Output each line of the data word for word, from the first through the line that holds "Task: indicate the glass stem", and leave off whatever follows.

*** Data for the task ***

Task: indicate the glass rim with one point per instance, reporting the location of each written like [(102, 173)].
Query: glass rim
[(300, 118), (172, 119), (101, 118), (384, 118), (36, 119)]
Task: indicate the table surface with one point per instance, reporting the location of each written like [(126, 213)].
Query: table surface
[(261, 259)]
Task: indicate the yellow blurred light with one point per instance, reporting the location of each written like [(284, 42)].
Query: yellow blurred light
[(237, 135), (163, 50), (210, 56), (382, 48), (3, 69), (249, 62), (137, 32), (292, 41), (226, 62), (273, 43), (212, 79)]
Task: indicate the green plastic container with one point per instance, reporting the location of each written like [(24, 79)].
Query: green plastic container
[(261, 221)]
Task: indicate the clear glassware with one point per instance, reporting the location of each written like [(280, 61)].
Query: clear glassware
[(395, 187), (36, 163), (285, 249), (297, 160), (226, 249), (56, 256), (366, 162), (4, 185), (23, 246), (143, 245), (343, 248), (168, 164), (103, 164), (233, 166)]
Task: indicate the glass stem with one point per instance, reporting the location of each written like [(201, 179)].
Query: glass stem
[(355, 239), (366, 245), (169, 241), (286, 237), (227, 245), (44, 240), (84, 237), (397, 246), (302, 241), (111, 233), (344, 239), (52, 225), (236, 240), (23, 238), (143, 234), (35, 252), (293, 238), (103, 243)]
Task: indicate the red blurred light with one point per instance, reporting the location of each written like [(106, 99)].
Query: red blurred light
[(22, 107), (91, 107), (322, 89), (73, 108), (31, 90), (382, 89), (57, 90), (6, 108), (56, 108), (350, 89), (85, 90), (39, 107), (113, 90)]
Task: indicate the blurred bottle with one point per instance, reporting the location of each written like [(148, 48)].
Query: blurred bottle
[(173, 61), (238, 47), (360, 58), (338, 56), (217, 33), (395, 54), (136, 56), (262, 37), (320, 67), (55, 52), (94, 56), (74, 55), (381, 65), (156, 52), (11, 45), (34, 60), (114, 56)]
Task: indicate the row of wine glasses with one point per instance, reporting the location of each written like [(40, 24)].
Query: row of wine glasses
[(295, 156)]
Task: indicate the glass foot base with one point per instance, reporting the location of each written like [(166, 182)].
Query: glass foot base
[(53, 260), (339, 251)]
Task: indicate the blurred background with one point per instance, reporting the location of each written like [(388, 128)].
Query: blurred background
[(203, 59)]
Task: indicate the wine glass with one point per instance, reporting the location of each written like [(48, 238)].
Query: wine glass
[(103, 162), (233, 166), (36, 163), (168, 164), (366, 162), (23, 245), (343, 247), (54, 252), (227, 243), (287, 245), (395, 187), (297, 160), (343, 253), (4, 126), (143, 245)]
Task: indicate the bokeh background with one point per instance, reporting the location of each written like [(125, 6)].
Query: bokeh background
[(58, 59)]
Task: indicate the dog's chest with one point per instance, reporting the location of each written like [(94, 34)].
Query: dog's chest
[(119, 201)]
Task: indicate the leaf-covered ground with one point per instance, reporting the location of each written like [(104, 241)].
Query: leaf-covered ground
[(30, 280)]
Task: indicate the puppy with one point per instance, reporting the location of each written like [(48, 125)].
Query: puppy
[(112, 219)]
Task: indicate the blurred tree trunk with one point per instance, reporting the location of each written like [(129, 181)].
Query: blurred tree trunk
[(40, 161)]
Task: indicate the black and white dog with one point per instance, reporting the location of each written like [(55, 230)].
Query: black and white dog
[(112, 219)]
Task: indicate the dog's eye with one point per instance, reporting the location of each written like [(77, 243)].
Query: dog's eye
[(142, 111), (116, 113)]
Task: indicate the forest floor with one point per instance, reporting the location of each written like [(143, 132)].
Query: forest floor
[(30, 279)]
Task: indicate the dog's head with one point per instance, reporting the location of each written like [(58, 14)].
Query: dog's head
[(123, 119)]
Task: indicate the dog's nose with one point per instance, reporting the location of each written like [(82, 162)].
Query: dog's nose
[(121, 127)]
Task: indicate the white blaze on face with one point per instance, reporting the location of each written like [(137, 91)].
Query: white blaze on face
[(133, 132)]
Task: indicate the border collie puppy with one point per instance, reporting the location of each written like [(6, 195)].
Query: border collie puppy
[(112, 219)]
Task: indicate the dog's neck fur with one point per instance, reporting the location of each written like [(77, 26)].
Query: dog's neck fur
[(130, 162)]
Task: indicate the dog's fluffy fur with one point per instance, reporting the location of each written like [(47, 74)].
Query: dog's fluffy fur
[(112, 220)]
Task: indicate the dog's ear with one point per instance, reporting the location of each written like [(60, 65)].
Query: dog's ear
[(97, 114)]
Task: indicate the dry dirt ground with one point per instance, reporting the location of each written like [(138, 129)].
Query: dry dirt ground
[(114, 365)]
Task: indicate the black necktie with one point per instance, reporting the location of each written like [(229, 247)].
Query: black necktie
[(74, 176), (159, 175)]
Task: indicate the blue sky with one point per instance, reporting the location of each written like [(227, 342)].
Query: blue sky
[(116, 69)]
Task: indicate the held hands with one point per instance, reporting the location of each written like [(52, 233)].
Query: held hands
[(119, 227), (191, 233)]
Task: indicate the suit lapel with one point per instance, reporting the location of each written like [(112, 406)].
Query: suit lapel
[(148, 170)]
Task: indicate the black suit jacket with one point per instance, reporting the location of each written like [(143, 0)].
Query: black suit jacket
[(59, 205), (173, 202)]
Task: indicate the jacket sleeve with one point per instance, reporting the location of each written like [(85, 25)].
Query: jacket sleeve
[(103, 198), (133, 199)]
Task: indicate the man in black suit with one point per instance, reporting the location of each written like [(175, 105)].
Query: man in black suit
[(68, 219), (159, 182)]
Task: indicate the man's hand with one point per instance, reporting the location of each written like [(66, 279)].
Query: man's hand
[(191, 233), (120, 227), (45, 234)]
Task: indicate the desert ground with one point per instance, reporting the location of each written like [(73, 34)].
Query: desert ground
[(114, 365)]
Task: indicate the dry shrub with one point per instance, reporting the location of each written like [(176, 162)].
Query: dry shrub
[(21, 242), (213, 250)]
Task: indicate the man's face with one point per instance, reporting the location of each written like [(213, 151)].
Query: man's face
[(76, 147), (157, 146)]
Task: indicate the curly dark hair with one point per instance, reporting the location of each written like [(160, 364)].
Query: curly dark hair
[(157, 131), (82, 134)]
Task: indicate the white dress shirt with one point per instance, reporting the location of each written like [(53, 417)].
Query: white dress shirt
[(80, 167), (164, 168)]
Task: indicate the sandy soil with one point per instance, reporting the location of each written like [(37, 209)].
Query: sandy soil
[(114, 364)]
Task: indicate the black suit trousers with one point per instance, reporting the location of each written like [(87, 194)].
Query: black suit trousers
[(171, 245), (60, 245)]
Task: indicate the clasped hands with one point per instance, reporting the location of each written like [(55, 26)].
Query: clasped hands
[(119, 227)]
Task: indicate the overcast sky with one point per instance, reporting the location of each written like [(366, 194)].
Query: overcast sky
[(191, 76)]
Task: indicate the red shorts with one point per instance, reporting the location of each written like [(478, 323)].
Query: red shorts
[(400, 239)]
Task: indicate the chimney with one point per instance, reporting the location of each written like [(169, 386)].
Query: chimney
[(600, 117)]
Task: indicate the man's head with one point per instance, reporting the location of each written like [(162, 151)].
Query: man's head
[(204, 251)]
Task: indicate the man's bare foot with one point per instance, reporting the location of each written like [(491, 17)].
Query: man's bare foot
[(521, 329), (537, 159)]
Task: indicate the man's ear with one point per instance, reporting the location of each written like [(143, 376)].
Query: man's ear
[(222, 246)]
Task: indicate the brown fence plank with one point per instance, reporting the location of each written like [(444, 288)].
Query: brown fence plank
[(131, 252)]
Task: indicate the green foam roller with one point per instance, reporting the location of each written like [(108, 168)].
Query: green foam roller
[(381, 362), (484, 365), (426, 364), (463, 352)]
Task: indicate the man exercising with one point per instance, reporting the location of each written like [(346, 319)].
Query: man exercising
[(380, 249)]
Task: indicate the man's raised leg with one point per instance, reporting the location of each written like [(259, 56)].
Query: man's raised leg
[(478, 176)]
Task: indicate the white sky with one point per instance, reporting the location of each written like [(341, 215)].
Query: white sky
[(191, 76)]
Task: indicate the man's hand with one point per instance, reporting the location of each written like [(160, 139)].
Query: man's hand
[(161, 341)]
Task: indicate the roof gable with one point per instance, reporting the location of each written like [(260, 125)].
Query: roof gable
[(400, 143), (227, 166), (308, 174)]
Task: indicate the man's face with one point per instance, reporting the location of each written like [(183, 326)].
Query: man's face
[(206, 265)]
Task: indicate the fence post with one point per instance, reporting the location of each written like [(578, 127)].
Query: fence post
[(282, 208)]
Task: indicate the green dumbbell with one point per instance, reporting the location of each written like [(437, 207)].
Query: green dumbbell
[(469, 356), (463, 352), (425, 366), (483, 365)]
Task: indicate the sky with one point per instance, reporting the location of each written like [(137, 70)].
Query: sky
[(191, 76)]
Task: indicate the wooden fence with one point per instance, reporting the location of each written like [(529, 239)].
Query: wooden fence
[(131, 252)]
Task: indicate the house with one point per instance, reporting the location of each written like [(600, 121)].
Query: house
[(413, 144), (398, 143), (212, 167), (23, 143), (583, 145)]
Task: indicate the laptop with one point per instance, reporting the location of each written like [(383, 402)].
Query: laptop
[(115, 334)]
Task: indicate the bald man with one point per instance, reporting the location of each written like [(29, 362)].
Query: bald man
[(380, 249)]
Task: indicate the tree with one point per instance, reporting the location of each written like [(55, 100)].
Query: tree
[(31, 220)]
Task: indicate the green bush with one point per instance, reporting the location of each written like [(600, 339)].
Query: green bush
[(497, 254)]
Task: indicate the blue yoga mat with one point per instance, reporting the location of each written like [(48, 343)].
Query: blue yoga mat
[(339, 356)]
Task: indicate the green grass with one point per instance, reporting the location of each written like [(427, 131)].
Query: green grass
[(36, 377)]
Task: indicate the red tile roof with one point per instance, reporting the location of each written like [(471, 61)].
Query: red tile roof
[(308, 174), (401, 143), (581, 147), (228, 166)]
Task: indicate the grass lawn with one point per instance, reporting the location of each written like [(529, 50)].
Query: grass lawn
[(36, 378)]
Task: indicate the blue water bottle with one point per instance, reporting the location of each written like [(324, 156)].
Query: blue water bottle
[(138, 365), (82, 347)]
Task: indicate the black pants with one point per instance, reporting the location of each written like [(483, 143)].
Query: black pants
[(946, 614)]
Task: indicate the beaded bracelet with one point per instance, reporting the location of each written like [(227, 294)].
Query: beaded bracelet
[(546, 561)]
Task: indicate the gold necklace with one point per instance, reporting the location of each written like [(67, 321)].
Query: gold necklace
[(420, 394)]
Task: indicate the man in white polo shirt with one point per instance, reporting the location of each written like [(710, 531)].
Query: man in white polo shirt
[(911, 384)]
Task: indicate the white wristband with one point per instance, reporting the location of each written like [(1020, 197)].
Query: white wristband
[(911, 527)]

*** End of Data for the task ***

| Solution to this problem |
Task: indicate the glass rim with one point per instance, reporting the location of each written like [(102, 173)].
Query: glass rim
[(300, 118), (172, 119), (101, 118), (384, 118), (36, 119)]
Task: indicate the table surface with one point per instance, reporting the location of each written like [(126, 213)].
Query: table surface
[(261, 259)]
Task: indicate the yellow blurred light with one point per instance, reporting the location of each written like [(284, 42)].
Query: yellow blurred light
[(237, 135), (163, 50), (210, 56), (382, 48), (3, 69), (249, 62), (137, 32), (292, 41), (226, 62), (273, 43), (212, 79)]
Task: indicate the green plastic container with one point per instance, reporting the location of each written like [(24, 79)].
Query: green plastic container
[(261, 221)]
Task: indicate the clear glassware with one point per instance, reporting the location of each written like [(280, 61)].
Query: clear glassware
[(395, 187), (36, 163), (285, 249), (297, 160), (226, 249), (56, 256), (366, 162), (4, 185), (23, 246), (143, 245), (343, 248), (168, 164), (103, 164), (233, 166)]
Task: indicate the glass stem with one point per instance, reporting the location of each written like [(201, 179)].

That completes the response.